Register Your Mac: Finally, we come to the last step. This is where you can decide if you’d like to register your machine with Apple. In most cases, you will receive promotional offers and other kinds of marketing emails from Apple if you decide to register your computer. You can just click Skip if you don’t want to do this.

That’s It! The final screen simply says “Thank You”. After clicking Continue, you will be able to start using your Mac.

We would also like to include more step to this setup process. It is advisable to update your computer as well as your applications before starting to use them. You can launch the Mac App Store and click on Updates. This will list all available updates, where you’ll have to click on Update All. In many cases, you will get to see a couple of updates that were released after your Mac left the factory. By going through this final step, you can be sure that you are off to a good start.

 

How to Identify Which Mac You Have?

 

In many cases, most of us like to see our Mac’s specifications when we turn it on for the first time. This is good to know since this helps you decide which applications to download/buy and use. In addition, you might be asked about your Mac’s specifications in case of an issue with your new computer.

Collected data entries
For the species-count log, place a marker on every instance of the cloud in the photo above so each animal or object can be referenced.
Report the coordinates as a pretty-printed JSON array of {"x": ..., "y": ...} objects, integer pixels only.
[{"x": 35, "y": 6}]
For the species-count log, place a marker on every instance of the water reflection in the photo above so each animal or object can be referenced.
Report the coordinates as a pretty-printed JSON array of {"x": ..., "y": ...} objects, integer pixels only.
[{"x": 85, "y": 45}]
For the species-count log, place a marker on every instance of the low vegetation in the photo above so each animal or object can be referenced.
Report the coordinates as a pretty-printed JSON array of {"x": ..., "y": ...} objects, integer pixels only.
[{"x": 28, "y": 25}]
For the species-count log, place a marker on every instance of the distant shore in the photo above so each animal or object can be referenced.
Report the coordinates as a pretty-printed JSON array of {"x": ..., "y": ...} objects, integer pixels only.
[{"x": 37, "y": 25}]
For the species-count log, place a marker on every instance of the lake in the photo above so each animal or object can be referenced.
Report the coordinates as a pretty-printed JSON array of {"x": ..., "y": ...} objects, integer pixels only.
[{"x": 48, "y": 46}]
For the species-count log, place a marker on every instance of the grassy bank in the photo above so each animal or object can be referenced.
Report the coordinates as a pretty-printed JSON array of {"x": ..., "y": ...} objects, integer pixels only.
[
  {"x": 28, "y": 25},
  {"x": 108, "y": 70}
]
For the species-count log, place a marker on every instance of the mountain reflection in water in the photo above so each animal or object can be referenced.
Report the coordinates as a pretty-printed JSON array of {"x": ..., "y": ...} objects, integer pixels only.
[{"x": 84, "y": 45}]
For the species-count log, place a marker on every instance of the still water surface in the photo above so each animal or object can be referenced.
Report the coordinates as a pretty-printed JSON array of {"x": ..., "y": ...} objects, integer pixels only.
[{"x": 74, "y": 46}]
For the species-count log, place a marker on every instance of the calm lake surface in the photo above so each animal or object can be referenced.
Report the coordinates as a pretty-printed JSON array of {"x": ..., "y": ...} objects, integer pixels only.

▶ _Problem requirements_
Reproduce the Mac setup passage word for word between "Register Your Mac: Finally, we" and "to do this.", inclusive.

▶ _Solution for this task_
Register Your Mac: Finally, we come to the last step. This is where you can decide if you’d like to register your machine with Apple. In most cases, you will receive promotional offers and other kinds of marketing emails from Apple if you decide to register your computer. You can just click Skip if you don’t want to do this.